Don’t let a client talk you into giving a lower quote. Such a client probably doesn’t know what the services cost. You should educate them. If you feel they don’t value your services, never work with them.
When a client falls in any of these categories, protect yourself by saying no!!
Set Clear Expectations
When you have found a client you’d like to work with, communicate your payment expectations. Take the time to address the queries and concerns the client may have. Keep a record of this communication. Transparency beforehand helps avoid late payment and non-payment issues.
Use an Invoicing Software
Some clients don’t require an invoice, but it’s a good practice always to send regardless. An invoice is a subtle way to remind you that the payment is due. It must include every service detail and price along with the time window for the payment. To avoid the hassle, use invoicing software. This adds credibility to your service.
The invoice should be itemized properly. You wouldn’t want the client to check all emails and send you back the invoice because it is incomplete. Ideally, send the invoice when you update the client about the completion of the project and view the final product. These are some invoicing software you can use:
- Zoho Invoice
- Quickbooks Online
Learn the Common International Payment Methods
Web developers could be taking projects from countries all over the world. It’s best to navigate your way around the commonly used wire transfer methods accepted internationally. PayPal, Skrill, and Payoneer are three popular payment methods.
If you have a website, you may add a payment form to receive the payment efficiently. Prior to choosing a payment method, learn about fees, taxes, legality, ease of funds transfer, and any other thing mandatory.
Before doing business, do ask your client about the preferred payment method. Sometimes, it could be different than the ones mentioned above. Chances are you, and the client may have to find a middle way to receive payments via a payment method that works for both.

SUPPLIED DATA ▸
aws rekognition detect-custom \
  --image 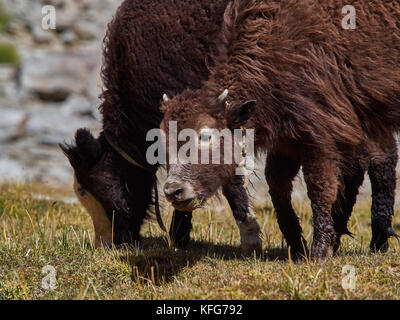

TASK INSTRUCTIONS ▸
Carry on the advice on getting paid as a web developer, starting after its last sentence. The lines are separate from the advice on getting paid as a web developer.

RESPONSE TO THIS EXERCISE ▸
Prepare a Contract and Have It Signed
Found your ideal client and set the expectations? Before starting the project, there’s one more thing to do. Prepare a contract listing all the terms and conditions of the project. This document plays a critical role in ensuring you get paid. It also legally binds the client to pay the dues since it’s mutually signed.
A good contract is the one that covers:
- Terms of the project
- Payment deadlines
- The right to charge upfront (highly recommended)
In the event of a violation, using this agreement, you can peruse legal action against the client.
Follow Up with a Letter for Unpaid Dues
Every freelance loathes late payments. When the buyer fails to acknowledge the bill and ignores the reminders, send them a demand for a payment letter.
It’s a formal document that conveys you might seek legal assistance for retrieving unpaid invoices. This document usually stops the client from ghosting the freelancer. If nothing changes, you may take legal action. If the client has signed an agreement, seeking legal help becomes easy (that’s why a contract is mandatory).
Plan to Compensate for Late Payments
Sometimes, late payments are inevitable, and they can ruin you financially. To keep the delay from ruining your finances, have a solid marketing plan. Figure out where you are according to your monthly income and what you need to do between now and then for meeting your goal. This is done via marketing.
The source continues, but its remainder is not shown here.